(Photo-based referring expression data)
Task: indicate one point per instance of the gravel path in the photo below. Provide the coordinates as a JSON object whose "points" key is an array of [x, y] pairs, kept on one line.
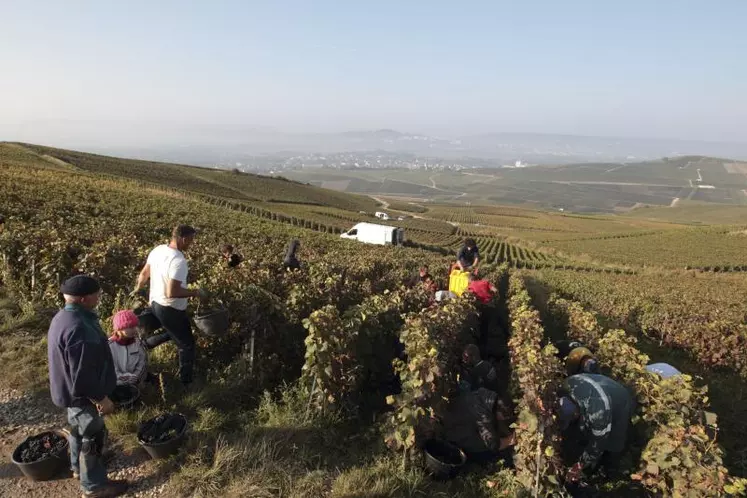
{"points": [[22, 415]]}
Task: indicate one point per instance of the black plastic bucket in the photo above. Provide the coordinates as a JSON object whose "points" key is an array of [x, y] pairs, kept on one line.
{"points": [[125, 396], [213, 322], [163, 449], [147, 320], [46, 468], [443, 459]]}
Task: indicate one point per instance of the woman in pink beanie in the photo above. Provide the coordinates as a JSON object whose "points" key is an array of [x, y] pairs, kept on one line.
{"points": [[130, 357]]}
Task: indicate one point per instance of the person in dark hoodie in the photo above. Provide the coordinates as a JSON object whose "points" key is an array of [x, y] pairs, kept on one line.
{"points": [[81, 378], [600, 410], [476, 422], [290, 262], [230, 257]]}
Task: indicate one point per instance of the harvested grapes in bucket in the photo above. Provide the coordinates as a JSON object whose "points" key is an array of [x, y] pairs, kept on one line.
{"points": [[44, 445], [163, 428]]}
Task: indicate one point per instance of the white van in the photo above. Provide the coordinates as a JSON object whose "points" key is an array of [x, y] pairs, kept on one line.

- _HOW TO COMPLETE THIS TASK_
The lines to output run from the one containing "Task: indicate one point per instance of the black" to the last line of the entries; give them back exactly.

- _RESPONSE_
Task: indicate one point per instance of the black plastic bucket in the photo above. Provide the coordinates as a JSON object whose "points" key is an array of [x, y] pairs, kept on one line.
{"points": [[125, 396], [213, 322], [163, 449], [147, 320], [46, 468], [443, 459]]}
Task: indicate one point per instance of the woman in pink beanie in the photo above. Provide the coordinates as a JSON object whose "points" key is an array of [x, y] pairs, kept on one line.
{"points": [[130, 357]]}
Task: indicate one point per instance of the person in dark hoodie in the photo above. Provide the coordinates as a JSON object whose "points" key is an array of [x, y] pairs, kept on one line.
{"points": [[81, 378], [600, 410], [476, 422], [290, 262], [230, 257]]}
Task: indicate one point per instance of the harvested grapes in bucket in the photo above. Provide the coordinates as a JSON object whose "points" key is an array of [x, y] pairs, kept on one line.
{"points": [[44, 445], [163, 428]]}
Task: indicate one point per instance of the white van in the photo above. Provide the coordinates as a JSON object whose "points" key is an array of [x, y] pairs, kept on one line.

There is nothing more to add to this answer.